● Task
Skip the pictures. Transcribe the rest of the data below without changing a word.

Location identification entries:
┌────────
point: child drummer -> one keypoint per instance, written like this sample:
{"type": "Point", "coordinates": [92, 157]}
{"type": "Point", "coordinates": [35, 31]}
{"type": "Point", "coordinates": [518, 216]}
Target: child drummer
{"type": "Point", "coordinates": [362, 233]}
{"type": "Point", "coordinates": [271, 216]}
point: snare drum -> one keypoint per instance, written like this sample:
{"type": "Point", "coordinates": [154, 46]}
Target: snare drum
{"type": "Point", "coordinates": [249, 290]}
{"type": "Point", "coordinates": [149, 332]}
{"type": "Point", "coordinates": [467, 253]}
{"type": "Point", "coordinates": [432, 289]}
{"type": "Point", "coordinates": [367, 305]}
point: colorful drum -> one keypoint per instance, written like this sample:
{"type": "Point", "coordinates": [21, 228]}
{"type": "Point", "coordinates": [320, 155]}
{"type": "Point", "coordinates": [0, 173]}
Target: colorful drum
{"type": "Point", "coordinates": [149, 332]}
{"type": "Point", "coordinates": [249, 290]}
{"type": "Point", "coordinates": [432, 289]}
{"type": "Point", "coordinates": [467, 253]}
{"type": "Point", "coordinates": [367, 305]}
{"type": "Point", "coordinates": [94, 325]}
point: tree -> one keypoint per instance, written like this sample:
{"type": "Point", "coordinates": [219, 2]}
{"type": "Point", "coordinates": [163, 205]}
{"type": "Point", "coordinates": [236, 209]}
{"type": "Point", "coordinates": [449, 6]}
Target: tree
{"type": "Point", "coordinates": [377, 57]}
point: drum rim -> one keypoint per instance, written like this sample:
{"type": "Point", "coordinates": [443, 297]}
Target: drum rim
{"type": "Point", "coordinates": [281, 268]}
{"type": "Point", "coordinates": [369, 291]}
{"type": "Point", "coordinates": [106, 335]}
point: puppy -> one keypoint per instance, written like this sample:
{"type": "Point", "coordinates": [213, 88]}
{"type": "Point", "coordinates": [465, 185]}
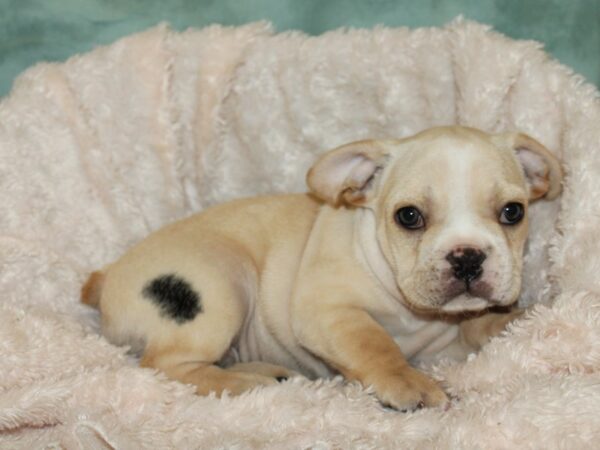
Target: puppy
{"type": "Point", "coordinates": [367, 272]}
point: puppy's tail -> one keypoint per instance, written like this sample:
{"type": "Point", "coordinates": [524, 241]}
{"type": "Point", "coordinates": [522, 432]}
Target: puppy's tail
{"type": "Point", "coordinates": [92, 289]}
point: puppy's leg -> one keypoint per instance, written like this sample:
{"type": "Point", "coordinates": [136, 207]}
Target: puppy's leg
{"type": "Point", "coordinates": [205, 377]}
{"type": "Point", "coordinates": [270, 370]}
{"type": "Point", "coordinates": [352, 342]}
{"type": "Point", "coordinates": [477, 332]}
└────────
● Solution for this task
point: child drummer -> one keypoint per instance, written like this sample:
{"type": "Point", "coordinates": [92, 157]}
{"type": "Point", "coordinates": [35, 31]}
{"type": "Point", "coordinates": [518, 216]}
Target: child drummer
{"type": "Point", "coordinates": [362, 233]}
{"type": "Point", "coordinates": [271, 216]}
point: snare drum -> one keypoint per instance, written like this sample:
{"type": "Point", "coordinates": [154, 46]}
Target: snare drum
{"type": "Point", "coordinates": [249, 290]}
{"type": "Point", "coordinates": [149, 332]}
{"type": "Point", "coordinates": [467, 253]}
{"type": "Point", "coordinates": [432, 289]}
{"type": "Point", "coordinates": [367, 305]}
point: colorful drum -> one keypoint per instance, written like this sample:
{"type": "Point", "coordinates": [21, 228]}
{"type": "Point", "coordinates": [320, 155]}
{"type": "Point", "coordinates": [0, 173]}
Target: colorful drum
{"type": "Point", "coordinates": [149, 332]}
{"type": "Point", "coordinates": [249, 290]}
{"type": "Point", "coordinates": [432, 289]}
{"type": "Point", "coordinates": [467, 253]}
{"type": "Point", "coordinates": [367, 305]}
{"type": "Point", "coordinates": [94, 325]}
point: tree -> one keypoint per instance, written like this sample:
{"type": "Point", "coordinates": [219, 2]}
{"type": "Point", "coordinates": [163, 205]}
{"type": "Point", "coordinates": [236, 209]}
{"type": "Point", "coordinates": [449, 6]}
Target: tree
{"type": "Point", "coordinates": [377, 57]}
point: drum rim -> one keypoint per instance, written like this sample:
{"type": "Point", "coordinates": [443, 297]}
Target: drum rim
{"type": "Point", "coordinates": [281, 268]}
{"type": "Point", "coordinates": [369, 291]}
{"type": "Point", "coordinates": [106, 335]}
point: puppy -> one keypoint per instance, written like this sample:
{"type": "Point", "coordinates": [213, 88]}
{"type": "Point", "coordinates": [465, 185]}
Target: puppy
{"type": "Point", "coordinates": [367, 272]}
point: puppy's tail -> one keypoint per instance, written like this sample:
{"type": "Point", "coordinates": [524, 241]}
{"type": "Point", "coordinates": [522, 432]}
Target: puppy's tail
{"type": "Point", "coordinates": [92, 289]}
point: puppy's leg -> one keypoint per instance, written like this sample:
{"type": "Point", "coordinates": [136, 207]}
Target: puppy's leg
{"type": "Point", "coordinates": [205, 377]}
{"type": "Point", "coordinates": [270, 370]}
{"type": "Point", "coordinates": [352, 342]}
{"type": "Point", "coordinates": [477, 332]}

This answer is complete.